Print every entry word for word, but omit the pictures.

[Start of Attachment]

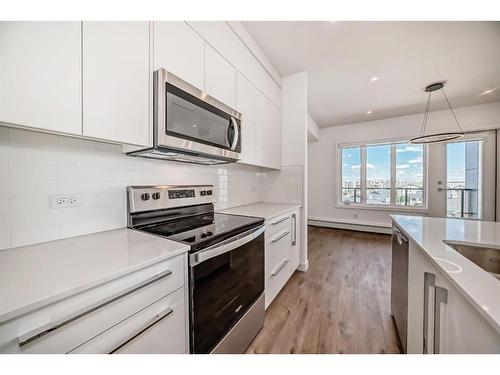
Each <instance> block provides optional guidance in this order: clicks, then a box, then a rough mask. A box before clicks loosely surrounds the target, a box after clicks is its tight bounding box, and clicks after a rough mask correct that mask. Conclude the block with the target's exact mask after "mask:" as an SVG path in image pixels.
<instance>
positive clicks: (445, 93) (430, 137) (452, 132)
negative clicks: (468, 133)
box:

[End of Attachment]

» **ANSWER SECTION**:
Each <instance> block provides optional guidance in this order: clicks, then a box, then a rough mask. A box before clicks loosely surrounds the target, a box after clicks is its tight bounding box, and clicks after a rough mask correct that mask. Conclude the block with the target's exact mask after "mask:" as an SVG path in image pixels.
<instance>
positive clicks: (445, 93) (430, 137) (452, 132)
negative clicks: (468, 133)
box:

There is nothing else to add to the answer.